_Task requirements_.
[1] According to the HIV drug article, why can the failure of one nonnucleoside reverse transcriptase inhibitor leave a patient without the others in that class?
[2] Continue the article on the TMC125 HIV drug trial from where it ends.

### Page excerpt ###

The new drugs offer the hope of treatment to perhaps thousands of HIV patients who have stopped responding to other medications, says William Towner, medical director of the Kaiser Permanente HIV/AIDS research trials program and member of the study team, which reported its findings online today in The Lancet. By keeping the virus at undetectable levels, researchers believe they can slow the spread of drug-resistant varieties.
The phase III study tracked 591 U.S. patients whose infections were resistant to the most common types of antiretrovirals, the medications used to treat HIV. Along with their preexisting regimens they were given the recently approved drug TMC114 (darunivir) as well as either TMC125 or a placebo. After 24 weeks, virus levels were undetectable—defined as less than 50 copies per milliliter of blood—in 62 percent of patients receiving TMC125, compared with 44 percent that received only the other drugs.
Tibotec, the company that developed TMC125 and darunivir, sponsored the trial and was involved in analyzing the data.
Drug manufacturers have developed more than 20 antiretroviral compounds since 1987 when the antiretroviral drug AZT came to market. All but one fall into one of three categories—either nucleoside or nonnucleoside reverse transcriptase inhibitors or protease inhibitors—based on the part of the virus they target.
Combining drugs from multiple classes into so-called cocktails makes it harder for the rapidly mutating virus to evolve resistance, but adding a single drug to a failing cocktail quickly breeds resistance to it, too. And when a member of one class fails it can take the rest along with it. A single mutation renders HIV immune to the three existing nonnucleoside transcriptase inhibitors.
TMC125 is a new, fourth member that picks up where the others leave off. When combined with darunivir and a third drug, it led to undetectable virus in 82 percent of 82 patients, according to the study.
"This is the first example that a second generation of this class can actually be part of a new regimen," says HIV researcher Eric Daar of the Los Angeles Biomedical Research Center and the David Geffen School of Medicine at U.C.L.A.

### Source material ###

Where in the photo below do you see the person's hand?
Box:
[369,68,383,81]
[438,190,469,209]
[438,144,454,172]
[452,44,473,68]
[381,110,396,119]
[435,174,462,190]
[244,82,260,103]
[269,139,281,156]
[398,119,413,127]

###

_Outputs by task_.
[1] When one member of a drug class fails, it can take the rest of the class with it. A single mutation makes HIV immune to all three existing nonnucleoside transcriptase inhibitors.

[2]
The development of protease inhibitors in the mid-1990s first made it possible to bring the virus to undetectable levels, but additional drugs trickled in one at a time, Towner says. "For many years we've had to make this hard choice" when a cocktail fails, he says. "Do we add the one [new] drug and burn our bridges or do we wait for two drugs?"
Earlier this year phase III results came in for two other new drugs, Pfizer's maraviroc and Merck's raltegravir, each of which is the first in a new antiretroviral category and leads to undetectable levels of drug-resistant virus in about half of studied cases. All three compounds have been submitted for FDA approval.
They would join the second-generation protease inhibitors darunivir and Pfizer's tipranivir, both approved in the last two years. "This is the second coming of HIV medical therapy," Towner says. "That's what makes [TMC]125 so exciting."
Daar says there is no recent tally of multidrug-resistant HIV but he estimates that tens of thousands may harbor such infections. Towner says that in his clinical practice in Los Angeles, 15 to 20 percent of his 300-plus HIV patients have a highly resistant virus. "It hasn't exploded into a wildfire yet,'' he says, "but the potential exists."
Doctors and patients will never apply medications perfectly, Towner says, hence the existence of multidrug-resistant HIV. But with new cocktails on the horizon, he adds, "the hope would be that in a sizeable number of patients we could avoid any drug resistance."